**Exercise input**:
--
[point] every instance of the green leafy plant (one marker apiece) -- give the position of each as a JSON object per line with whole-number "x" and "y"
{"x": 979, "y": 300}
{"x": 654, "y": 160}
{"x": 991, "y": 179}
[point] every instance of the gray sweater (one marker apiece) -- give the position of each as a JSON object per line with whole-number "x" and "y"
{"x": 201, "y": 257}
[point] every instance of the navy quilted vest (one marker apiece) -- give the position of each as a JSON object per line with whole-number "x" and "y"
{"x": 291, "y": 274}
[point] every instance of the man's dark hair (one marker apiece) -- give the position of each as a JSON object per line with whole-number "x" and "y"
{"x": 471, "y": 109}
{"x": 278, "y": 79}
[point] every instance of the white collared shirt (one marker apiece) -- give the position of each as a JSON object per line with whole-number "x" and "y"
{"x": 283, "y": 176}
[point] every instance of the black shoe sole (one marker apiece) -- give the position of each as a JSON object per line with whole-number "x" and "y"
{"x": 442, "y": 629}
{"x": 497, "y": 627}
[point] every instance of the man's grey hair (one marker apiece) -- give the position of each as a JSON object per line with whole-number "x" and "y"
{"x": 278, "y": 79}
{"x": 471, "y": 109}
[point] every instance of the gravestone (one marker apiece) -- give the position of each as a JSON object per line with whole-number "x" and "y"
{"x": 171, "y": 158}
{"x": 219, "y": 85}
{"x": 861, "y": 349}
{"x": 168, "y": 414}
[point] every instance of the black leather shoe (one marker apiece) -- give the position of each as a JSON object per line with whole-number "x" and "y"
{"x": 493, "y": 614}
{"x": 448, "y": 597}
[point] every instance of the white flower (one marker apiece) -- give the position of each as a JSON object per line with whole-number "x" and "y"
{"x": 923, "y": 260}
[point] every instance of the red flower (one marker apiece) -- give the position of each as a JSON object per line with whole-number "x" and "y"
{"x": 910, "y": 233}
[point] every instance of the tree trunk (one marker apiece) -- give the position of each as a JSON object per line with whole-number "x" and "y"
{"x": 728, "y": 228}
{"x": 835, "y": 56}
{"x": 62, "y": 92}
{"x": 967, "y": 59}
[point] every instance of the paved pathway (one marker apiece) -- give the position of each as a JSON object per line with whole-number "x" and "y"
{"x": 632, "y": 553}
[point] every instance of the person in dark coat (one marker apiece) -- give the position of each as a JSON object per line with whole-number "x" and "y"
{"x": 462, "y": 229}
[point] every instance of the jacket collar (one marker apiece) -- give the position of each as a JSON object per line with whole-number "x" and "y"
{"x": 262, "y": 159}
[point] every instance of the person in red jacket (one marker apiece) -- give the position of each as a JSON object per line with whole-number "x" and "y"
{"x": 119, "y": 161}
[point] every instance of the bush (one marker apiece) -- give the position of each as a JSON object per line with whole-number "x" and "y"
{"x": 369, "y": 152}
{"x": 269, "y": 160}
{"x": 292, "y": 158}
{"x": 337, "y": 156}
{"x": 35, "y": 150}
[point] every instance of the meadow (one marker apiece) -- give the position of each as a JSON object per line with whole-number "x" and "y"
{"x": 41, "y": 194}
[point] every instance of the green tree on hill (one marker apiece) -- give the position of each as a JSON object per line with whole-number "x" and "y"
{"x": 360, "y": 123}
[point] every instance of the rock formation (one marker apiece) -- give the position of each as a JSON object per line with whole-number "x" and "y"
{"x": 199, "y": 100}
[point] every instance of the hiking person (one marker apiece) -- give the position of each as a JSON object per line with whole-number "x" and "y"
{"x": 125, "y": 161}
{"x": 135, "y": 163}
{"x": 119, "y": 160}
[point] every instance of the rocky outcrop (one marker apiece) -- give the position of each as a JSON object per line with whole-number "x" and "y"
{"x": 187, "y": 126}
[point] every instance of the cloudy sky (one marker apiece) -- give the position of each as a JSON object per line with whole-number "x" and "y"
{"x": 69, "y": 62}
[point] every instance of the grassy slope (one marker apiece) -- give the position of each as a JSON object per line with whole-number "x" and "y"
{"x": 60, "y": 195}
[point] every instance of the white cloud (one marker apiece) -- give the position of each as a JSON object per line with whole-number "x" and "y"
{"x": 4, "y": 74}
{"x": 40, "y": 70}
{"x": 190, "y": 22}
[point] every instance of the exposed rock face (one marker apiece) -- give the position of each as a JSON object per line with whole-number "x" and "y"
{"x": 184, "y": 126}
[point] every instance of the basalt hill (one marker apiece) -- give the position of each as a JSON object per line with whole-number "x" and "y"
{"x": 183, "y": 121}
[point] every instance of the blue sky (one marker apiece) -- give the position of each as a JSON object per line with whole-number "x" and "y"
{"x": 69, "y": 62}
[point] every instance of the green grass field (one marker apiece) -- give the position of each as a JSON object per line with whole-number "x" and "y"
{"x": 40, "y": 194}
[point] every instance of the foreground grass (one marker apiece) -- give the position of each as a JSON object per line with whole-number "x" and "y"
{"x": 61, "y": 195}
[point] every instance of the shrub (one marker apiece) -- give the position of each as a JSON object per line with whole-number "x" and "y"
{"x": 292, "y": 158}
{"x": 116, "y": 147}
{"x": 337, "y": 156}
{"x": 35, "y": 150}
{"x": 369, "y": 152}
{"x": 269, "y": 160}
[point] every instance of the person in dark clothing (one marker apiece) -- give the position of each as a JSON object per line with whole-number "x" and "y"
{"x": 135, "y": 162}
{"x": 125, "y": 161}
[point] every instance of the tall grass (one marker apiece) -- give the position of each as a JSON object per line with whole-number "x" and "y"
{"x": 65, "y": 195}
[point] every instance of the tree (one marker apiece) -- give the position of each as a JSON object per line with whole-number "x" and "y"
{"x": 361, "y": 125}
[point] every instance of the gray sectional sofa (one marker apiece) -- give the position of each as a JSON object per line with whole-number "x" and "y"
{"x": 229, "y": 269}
--
**Task brief**:
All of the lines above need to be given again exactly.

**Answer to the exercise**:
[point] every instance of the green leafy plant (one marker apiece) -- give the position of each as a JSON object per line with whole-number "x" and "y"
{"x": 979, "y": 300}
{"x": 654, "y": 160}
{"x": 991, "y": 179}
[point] every instance of the gray sweater (one marker apiece) -- give the position of each as a JSON object per line with whole-number "x" and "y"
{"x": 201, "y": 257}
[point] every instance of the navy quilted vest (one marker apiece) -- give the position of each as a JSON object per line with whole-number "x" and "y"
{"x": 291, "y": 274}
[point] every instance of the man's dark hair (one marker apiece) -- give the position of each as a JSON object per line with whole-number "x" and "y"
{"x": 471, "y": 109}
{"x": 278, "y": 79}
[point] every instance of the white collared shirt (one marker apiece) -- give the position of each as a JSON object per line with whole-number "x" and "y"
{"x": 283, "y": 176}
[point] every instance of the black shoe sole (one marker apiece) -- give the position of each as a JSON object per line with whole-number "x" and "y"
{"x": 442, "y": 629}
{"x": 497, "y": 627}
[point] every instance of the man's grey hair (one marker apiece) -- give the position of each as a JSON object per line with whole-number "x" and "y"
{"x": 278, "y": 79}
{"x": 471, "y": 109}
[point] every instance of the gravestone (one marker apiece) -- give the position of each as a JSON object per line with whole-number "x" and "y"
{"x": 171, "y": 158}
{"x": 219, "y": 85}
{"x": 861, "y": 349}
{"x": 168, "y": 414}
[point] every instance of the black leather shoe (one marker apiece) -- give the position of each as a JSON object per line with whole-number "x" and "y"
{"x": 493, "y": 614}
{"x": 448, "y": 597}
[point] every instance of the white flower (one marker apiece) -- give the position of each as a JSON object per line with whole-number "x" and "y"
{"x": 923, "y": 260}
[point] every instance of the red flower (one marker apiece) -- give the position of each as a JSON object per line with whole-number "x" and "y"
{"x": 910, "y": 233}
[point] every instance of the tree trunk (one marker apiece) -- give the position of each as a JSON object per line with whole-number "x" and "y"
{"x": 728, "y": 228}
{"x": 835, "y": 56}
{"x": 62, "y": 92}
{"x": 967, "y": 59}
[point] every instance of the paved pathway (one marker apiece) -- give the position of each as a JSON object per line with whole-number "x" and "y"
{"x": 632, "y": 553}
[point] every instance of the person in dark coat (one marker apiece) -- give the position of each as a JSON object per line with whole-number "x" and "y"
{"x": 462, "y": 229}
[point] every instance of the jacket collar (one marker apiece) -- give the position of each as a JSON object per line with whole-number "x" and "y"
{"x": 262, "y": 159}
[point] every instance of the person in red jacket (one marker apiece) -- give the position of each as a JSON object per line with whole-number "x" and "y"
{"x": 119, "y": 161}
[point] every instance of the bush (one marker apiece) -- give the position of each as a JSON object per line with whole-number "x" and "y"
{"x": 369, "y": 152}
{"x": 269, "y": 160}
{"x": 292, "y": 158}
{"x": 337, "y": 156}
{"x": 35, "y": 150}
[point] every instance of the meadow (one marker apiece) -- give the position of each as a JSON object per line with whole-number "x" and "y"
{"x": 41, "y": 194}
[point] every instance of the green tree on hill (one marker apiece) -- give the position of each as a JSON object per line with whole-number "x" and "y"
{"x": 360, "y": 123}
[point] every instance of the rock formation (one marker apiece) -- give the position of each as a JSON object per line with whole-number "x" and "y"
{"x": 199, "y": 100}
[point] every instance of the hiking person (one marker apiece) -- give the position of each as a JSON object per line with whole-number "x" and "y"
{"x": 125, "y": 161}
{"x": 135, "y": 163}
{"x": 119, "y": 160}
[point] every instance of the rocky outcrop (one marker apiece) -- give the position of each as a JSON object per line with whole-number "x" and "y"
{"x": 187, "y": 126}
[point] every instance of the cloudy sky (one marker apiece) -- give the position of each as a JSON object per line with whole-number "x" and "y"
{"x": 69, "y": 62}
[point] every instance of the grassy slope (one marker apiece) -- give the position of each as a JSON object per line with whole-number "x" and "y"
{"x": 60, "y": 195}
[point] every instance of the white cloud (one marker apiece) -- give the position of each as a JSON object per line with whole-number "x" and "y"
{"x": 4, "y": 74}
{"x": 40, "y": 70}
{"x": 190, "y": 22}
[point] every instance of the exposed rock face (one marker apiece) -- give the position of each as a JSON object per line with whole-number "x" and "y"
{"x": 184, "y": 126}
[point] every instance of the basalt hill (one marker apiece) -- give the position of each as a JSON object per line with whole-number "x" and "y"
{"x": 183, "y": 121}
[point] every instance of the blue sky (one marker apiece) -- give the position of each as a JSON object per line with whole-number "x" and "y"
{"x": 69, "y": 62}
[point] every instance of the green grass field (one marker apiece) -- give the position of each as a JSON object per line with whole-number "x" and "y"
{"x": 40, "y": 194}
[point] every instance of the foreground grass (one marker apiece) -- give the position of each as a JSON object per line with whole-number "x" and "y"
{"x": 61, "y": 195}
[point] every instance of the shrub (one marker apiece) -- give the position of each as a JSON object per line with whole-number "x" and "y"
{"x": 292, "y": 158}
{"x": 116, "y": 147}
{"x": 337, "y": 156}
{"x": 35, "y": 150}
{"x": 369, "y": 152}
{"x": 269, "y": 160}
[point] every instance of the person in dark clothing (one marker apiece) -- give the position of each as a JSON object per line with whole-number "x" and "y"
{"x": 135, "y": 162}
{"x": 125, "y": 161}
[point] every instance of the tall grass (one marker apiece) -- give the position of each as a JSON object per line with whole-number "x" and "y"
{"x": 65, "y": 195}
[point] every instance of the tree (one marker apiece) -- give the position of each as a JSON object per line with whole-number "x" and "y"
{"x": 361, "y": 125}
[point] every instance of the gray sectional sofa (one marker apiece) -- give the position of each as a JSON object per line with whole-number "x" and "y"
{"x": 229, "y": 269}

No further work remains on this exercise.